SOURCE DATA:
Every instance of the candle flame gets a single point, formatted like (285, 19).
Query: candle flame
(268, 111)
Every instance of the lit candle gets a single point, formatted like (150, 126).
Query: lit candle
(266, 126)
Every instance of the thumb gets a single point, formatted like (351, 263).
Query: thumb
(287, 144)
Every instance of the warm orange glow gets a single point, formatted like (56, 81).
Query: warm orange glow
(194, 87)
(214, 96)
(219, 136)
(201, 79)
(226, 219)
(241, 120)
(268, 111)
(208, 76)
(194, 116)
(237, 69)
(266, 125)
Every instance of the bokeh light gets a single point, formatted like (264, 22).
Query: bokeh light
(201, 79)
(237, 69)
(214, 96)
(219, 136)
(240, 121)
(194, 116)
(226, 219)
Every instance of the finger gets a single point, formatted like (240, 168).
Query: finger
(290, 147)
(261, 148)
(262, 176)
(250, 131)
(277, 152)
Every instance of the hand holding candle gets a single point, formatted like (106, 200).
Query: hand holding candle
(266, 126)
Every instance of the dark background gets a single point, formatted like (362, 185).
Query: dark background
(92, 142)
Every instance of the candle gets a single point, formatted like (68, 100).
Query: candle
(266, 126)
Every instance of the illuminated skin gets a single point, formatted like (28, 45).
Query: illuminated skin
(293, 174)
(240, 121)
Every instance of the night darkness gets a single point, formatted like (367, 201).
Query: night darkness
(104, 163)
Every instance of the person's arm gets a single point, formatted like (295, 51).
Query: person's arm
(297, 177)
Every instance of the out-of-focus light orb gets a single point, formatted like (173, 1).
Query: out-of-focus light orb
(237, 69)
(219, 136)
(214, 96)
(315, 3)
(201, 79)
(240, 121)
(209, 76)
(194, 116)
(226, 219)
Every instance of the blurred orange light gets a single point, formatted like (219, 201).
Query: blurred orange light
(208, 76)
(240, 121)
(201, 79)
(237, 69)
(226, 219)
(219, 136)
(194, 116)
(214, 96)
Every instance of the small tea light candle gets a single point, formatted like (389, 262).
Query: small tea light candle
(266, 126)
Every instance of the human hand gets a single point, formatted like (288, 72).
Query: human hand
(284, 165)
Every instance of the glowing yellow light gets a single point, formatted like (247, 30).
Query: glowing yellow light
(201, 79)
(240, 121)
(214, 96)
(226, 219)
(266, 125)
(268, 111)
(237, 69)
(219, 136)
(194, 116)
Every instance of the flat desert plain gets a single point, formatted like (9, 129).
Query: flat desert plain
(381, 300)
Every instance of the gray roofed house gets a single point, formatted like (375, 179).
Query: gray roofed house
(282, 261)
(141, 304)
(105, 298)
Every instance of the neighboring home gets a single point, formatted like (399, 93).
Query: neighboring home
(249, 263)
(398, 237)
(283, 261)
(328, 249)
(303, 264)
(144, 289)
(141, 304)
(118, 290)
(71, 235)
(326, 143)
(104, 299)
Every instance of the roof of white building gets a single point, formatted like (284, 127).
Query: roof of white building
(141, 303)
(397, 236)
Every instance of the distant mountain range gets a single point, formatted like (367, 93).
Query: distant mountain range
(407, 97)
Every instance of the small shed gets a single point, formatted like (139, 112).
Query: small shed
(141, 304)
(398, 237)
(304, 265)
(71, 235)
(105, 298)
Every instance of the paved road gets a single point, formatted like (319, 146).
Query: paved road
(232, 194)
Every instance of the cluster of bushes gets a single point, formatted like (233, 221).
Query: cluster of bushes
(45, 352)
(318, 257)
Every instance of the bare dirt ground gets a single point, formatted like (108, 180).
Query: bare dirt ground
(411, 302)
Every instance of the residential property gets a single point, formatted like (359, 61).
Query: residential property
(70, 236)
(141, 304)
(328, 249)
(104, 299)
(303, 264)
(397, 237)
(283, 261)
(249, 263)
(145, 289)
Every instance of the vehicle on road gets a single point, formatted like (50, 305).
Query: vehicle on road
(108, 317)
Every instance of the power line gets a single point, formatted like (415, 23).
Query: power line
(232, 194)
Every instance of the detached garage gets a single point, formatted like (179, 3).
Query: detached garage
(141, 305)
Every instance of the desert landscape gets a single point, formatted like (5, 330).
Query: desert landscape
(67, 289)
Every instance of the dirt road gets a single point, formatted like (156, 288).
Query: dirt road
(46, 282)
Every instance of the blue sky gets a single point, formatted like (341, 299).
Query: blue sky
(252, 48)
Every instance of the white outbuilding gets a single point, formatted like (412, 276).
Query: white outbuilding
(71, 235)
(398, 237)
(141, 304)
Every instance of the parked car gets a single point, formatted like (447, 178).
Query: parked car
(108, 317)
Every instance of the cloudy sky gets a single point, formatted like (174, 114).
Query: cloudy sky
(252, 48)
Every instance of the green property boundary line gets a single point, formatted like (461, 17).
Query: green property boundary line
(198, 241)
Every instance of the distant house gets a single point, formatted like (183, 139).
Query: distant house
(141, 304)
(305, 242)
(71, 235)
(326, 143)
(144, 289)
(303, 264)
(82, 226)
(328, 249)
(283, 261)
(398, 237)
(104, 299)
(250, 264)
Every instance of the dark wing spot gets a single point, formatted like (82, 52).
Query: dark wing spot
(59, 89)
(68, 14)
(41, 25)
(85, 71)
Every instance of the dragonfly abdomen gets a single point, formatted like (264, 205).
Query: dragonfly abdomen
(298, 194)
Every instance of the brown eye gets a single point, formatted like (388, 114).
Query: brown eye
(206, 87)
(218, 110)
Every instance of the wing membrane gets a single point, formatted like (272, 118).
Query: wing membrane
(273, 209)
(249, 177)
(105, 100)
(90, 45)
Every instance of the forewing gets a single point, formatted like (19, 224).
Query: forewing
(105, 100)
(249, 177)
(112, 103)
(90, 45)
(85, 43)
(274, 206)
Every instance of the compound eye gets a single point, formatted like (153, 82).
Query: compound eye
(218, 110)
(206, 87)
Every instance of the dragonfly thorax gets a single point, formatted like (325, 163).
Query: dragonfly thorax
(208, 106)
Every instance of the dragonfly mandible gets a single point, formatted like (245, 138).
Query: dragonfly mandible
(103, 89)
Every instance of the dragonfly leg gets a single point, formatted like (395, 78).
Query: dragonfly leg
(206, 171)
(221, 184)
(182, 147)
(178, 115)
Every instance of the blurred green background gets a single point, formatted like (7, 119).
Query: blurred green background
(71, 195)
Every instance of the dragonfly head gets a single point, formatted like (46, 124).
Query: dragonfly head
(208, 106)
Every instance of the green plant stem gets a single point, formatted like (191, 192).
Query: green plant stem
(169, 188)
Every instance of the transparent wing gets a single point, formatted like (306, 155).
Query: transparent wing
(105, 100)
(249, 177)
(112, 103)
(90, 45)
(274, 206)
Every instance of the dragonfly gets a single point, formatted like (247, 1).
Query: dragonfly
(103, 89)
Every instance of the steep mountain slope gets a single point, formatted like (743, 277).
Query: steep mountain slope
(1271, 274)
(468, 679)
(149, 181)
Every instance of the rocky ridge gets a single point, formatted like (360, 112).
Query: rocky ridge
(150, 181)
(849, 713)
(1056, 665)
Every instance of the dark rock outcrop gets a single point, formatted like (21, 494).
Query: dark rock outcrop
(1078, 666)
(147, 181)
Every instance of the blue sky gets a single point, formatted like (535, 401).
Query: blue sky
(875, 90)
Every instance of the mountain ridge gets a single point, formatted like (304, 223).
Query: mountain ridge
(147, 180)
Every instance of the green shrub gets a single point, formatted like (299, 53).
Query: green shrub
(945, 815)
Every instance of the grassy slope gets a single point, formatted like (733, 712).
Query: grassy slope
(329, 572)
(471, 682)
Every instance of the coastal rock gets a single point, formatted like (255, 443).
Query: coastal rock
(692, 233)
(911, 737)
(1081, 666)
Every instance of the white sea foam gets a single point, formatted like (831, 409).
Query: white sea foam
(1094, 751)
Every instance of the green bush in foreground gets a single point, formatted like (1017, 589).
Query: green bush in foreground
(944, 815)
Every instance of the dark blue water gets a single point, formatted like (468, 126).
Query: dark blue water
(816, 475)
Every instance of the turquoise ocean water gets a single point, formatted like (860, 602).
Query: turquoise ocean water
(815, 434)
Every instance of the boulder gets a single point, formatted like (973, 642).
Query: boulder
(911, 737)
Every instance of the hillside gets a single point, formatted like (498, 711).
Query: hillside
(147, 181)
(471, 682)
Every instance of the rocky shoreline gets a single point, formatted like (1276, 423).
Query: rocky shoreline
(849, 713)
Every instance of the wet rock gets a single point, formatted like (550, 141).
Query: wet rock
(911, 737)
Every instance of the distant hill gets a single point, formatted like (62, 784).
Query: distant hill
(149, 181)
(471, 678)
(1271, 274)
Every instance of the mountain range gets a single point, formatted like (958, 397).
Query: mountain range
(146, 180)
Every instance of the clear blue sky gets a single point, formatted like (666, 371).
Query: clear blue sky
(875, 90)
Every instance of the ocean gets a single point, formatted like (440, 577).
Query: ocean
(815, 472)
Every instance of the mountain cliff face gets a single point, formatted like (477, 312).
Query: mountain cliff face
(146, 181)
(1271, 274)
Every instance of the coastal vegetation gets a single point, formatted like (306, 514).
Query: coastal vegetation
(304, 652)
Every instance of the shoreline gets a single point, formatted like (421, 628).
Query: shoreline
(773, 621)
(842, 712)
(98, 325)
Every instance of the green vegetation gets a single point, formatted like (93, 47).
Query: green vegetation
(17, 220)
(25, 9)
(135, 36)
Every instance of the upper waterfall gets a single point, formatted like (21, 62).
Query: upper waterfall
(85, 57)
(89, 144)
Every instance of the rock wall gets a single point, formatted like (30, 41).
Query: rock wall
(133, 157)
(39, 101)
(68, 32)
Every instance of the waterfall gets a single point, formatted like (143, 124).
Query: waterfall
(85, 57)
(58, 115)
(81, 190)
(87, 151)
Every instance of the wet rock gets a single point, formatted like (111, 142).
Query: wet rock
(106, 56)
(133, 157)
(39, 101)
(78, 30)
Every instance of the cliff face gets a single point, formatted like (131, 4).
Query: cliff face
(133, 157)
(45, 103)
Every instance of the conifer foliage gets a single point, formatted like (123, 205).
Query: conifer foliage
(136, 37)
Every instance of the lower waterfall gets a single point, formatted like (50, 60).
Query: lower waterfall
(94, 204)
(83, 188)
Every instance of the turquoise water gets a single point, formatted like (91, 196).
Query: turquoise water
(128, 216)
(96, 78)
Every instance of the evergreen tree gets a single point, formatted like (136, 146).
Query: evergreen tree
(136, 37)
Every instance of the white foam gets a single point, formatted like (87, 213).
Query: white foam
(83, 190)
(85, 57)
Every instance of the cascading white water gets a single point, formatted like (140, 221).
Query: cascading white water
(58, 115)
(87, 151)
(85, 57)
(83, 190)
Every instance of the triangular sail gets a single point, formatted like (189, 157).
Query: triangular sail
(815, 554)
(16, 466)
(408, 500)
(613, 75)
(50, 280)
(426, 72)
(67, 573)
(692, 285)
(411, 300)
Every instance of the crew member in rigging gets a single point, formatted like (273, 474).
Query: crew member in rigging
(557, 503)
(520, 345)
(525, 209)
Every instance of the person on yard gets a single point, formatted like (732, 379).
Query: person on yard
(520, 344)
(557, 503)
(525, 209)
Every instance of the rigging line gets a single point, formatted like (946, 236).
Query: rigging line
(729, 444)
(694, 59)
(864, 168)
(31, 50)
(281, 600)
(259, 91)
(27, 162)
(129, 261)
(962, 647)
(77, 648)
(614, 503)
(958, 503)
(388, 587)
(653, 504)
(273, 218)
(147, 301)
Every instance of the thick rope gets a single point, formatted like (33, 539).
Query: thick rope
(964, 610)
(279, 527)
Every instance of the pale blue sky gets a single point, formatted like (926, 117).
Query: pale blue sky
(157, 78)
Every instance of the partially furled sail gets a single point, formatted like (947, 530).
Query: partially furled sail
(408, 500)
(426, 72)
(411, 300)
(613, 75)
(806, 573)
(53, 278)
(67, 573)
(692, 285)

OBJECTIVE: Which lines run from the one containing "Every instance of the person on" to the end of the entries above? Quote exactly those, and only those.

EXERCISE RESPONSE:
Every instance of the person on yard gets a single point, formatted like (732, 379).
Query: person on yard
(520, 344)
(557, 503)
(525, 209)
Every instance of the rigging line gets a single point, formatted like (946, 236).
Query: rigging line
(729, 444)
(694, 59)
(864, 168)
(31, 50)
(281, 600)
(259, 91)
(27, 162)
(129, 261)
(962, 647)
(77, 648)
(614, 503)
(958, 503)
(388, 587)
(653, 504)
(273, 218)
(147, 301)
Every instance of the thick rope gets a single point, formatted like (33, 539).
Query: thick rope
(964, 610)
(279, 527)
Every instance of the pale blue sky gets a single point, formatted like (926, 117).
Query: pale blue sky
(157, 78)
Every instance of the partially furled sail gets a single point, formatted like (947, 530).
Query: partially furled sail
(408, 500)
(426, 72)
(411, 300)
(613, 75)
(806, 573)
(53, 278)
(67, 573)
(692, 285)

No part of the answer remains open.